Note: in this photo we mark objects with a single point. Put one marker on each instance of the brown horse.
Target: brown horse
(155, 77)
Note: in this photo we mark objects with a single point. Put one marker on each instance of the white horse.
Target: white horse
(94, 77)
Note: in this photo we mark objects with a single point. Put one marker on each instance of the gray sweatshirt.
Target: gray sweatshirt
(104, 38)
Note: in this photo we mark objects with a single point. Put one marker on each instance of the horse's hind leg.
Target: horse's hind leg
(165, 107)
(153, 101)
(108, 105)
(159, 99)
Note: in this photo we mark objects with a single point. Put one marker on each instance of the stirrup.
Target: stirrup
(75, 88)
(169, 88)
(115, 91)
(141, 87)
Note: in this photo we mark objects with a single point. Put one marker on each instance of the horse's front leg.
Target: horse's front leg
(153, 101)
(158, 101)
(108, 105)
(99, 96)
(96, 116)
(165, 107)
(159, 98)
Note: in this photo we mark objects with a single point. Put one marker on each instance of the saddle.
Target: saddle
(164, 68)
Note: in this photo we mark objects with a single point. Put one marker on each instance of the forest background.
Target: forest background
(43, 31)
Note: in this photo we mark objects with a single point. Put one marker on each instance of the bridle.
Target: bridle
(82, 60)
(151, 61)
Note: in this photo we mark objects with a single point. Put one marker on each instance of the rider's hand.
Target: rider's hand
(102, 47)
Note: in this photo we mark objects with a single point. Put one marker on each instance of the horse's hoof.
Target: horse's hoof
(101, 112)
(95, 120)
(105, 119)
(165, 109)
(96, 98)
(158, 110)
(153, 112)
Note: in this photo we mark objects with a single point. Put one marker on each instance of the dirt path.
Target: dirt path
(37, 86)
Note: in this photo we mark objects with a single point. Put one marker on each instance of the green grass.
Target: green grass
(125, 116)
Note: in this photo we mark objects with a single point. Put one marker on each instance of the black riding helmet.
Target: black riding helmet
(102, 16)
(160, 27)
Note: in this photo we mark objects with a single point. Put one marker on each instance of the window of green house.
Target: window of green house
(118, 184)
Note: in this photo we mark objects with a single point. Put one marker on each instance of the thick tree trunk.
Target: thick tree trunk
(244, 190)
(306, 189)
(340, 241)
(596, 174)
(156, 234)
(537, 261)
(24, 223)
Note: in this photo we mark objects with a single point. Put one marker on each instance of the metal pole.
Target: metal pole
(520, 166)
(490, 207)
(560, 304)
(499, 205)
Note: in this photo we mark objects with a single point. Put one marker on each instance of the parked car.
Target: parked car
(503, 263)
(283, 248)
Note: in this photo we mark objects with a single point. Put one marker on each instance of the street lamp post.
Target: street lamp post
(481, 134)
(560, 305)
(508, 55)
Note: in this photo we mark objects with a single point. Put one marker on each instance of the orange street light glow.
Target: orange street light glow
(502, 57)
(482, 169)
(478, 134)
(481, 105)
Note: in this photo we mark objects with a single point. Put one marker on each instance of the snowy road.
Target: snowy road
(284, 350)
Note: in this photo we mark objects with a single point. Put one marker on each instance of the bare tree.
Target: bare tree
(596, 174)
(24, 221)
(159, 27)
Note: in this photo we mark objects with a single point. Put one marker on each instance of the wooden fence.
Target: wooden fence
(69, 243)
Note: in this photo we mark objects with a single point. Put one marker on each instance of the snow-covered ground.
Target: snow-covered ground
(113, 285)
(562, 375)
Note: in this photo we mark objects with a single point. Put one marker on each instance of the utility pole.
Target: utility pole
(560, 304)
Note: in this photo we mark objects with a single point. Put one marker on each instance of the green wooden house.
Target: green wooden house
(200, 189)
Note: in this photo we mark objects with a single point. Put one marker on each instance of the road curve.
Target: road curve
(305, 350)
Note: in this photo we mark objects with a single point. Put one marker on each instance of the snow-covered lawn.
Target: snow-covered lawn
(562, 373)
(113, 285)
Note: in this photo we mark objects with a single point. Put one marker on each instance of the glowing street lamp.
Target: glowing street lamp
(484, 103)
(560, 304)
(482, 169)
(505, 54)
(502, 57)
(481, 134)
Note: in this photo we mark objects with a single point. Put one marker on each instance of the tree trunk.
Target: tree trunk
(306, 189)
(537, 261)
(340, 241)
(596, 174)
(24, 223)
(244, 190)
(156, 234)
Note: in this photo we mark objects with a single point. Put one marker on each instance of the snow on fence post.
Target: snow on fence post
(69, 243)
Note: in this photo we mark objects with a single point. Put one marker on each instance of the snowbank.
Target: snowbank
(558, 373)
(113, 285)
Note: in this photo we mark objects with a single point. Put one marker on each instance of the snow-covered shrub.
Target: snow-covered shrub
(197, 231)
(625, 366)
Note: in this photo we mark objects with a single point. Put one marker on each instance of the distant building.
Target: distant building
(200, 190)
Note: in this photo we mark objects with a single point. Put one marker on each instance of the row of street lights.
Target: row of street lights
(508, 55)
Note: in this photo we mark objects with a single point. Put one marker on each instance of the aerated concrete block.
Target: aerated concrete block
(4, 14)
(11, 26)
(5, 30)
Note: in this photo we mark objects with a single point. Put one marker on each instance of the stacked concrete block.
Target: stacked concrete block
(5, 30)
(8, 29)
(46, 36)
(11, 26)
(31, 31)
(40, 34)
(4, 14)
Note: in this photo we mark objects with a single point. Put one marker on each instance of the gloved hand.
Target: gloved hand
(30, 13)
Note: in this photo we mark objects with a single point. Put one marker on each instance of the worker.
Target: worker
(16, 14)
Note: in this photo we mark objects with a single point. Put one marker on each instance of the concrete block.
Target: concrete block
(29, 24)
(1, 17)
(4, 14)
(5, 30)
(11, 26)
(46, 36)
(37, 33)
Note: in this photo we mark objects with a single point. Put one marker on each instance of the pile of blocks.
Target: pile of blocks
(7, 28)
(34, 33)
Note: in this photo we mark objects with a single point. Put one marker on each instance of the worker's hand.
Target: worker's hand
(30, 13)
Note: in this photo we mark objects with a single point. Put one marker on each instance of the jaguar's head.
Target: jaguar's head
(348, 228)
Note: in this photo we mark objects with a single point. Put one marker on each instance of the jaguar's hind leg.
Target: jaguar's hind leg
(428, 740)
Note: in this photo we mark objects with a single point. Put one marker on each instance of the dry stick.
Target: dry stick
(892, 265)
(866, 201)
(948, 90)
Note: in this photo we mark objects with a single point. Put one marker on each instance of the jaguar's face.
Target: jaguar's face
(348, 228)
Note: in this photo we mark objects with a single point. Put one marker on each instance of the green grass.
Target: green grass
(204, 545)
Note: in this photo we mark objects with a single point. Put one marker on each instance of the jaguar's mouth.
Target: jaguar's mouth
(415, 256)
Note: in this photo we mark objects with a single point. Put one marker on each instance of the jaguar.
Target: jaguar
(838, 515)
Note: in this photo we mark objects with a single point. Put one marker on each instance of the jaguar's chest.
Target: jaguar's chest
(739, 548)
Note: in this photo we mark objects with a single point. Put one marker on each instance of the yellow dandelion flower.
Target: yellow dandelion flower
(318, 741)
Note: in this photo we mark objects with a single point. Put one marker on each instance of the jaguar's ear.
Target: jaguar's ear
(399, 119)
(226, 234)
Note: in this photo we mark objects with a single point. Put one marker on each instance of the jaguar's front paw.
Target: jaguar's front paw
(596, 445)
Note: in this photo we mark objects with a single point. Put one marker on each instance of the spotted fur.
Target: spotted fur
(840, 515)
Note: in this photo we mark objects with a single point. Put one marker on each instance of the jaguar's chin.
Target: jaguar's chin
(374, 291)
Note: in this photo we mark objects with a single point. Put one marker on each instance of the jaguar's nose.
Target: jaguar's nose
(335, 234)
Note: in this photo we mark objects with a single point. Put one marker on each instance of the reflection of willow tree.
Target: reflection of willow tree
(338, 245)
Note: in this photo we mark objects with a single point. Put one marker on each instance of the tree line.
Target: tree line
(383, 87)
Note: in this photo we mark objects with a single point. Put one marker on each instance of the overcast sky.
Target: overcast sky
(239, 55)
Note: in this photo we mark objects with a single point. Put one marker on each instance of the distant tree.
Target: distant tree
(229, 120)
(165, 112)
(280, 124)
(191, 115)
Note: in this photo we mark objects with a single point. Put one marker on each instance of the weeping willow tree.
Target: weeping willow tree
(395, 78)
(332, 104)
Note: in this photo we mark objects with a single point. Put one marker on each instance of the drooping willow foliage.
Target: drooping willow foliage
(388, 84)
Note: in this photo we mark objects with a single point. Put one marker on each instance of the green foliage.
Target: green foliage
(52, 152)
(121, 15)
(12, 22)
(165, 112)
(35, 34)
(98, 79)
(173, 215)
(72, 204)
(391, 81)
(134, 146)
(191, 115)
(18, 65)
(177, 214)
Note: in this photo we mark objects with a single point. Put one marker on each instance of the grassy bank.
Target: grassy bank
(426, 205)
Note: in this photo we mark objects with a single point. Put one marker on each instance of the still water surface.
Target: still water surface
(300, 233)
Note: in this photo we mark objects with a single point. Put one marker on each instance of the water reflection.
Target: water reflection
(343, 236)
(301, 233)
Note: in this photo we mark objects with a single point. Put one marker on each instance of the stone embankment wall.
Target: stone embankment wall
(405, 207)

*PROBLEM STATEMENT*
I would like you to restate word for word the lines from the one with "stone embankment wall." through the last line of the material above, and only those.

*REPLY TO THE EXERCISE*
Note: in this photo we mark objects with a single point. Put one marker on each instance of the stone embankment wall.
Target: stone embankment wall
(405, 207)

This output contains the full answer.